What you have to do ->
Reproduce the following listing line for line, without any alteration.
____
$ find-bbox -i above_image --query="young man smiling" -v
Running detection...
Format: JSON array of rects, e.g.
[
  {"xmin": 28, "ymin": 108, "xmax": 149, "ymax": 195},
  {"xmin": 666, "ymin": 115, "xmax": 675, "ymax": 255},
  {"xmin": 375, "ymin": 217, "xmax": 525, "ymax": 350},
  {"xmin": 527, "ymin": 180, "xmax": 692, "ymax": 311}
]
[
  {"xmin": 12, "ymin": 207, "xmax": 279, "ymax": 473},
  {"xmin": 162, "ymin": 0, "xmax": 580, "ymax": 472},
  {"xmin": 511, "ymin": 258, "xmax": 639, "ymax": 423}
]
____
Complete answer ->
$ find-bbox -i above_image --query="young man smiling" -v
Running detection...
Format: JSON array of rects, e.g.
[
  {"xmin": 28, "ymin": 108, "xmax": 149, "ymax": 195},
  {"xmin": 666, "ymin": 115, "xmax": 675, "ymax": 255},
  {"xmin": 375, "ymin": 217, "xmax": 525, "ymax": 350},
  {"xmin": 527, "ymin": 180, "xmax": 692, "ymax": 311}
]
[
  {"xmin": 12, "ymin": 207, "xmax": 279, "ymax": 473},
  {"xmin": 162, "ymin": 0, "xmax": 580, "ymax": 472},
  {"xmin": 511, "ymin": 258, "xmax": 639, "ymax": 423}
]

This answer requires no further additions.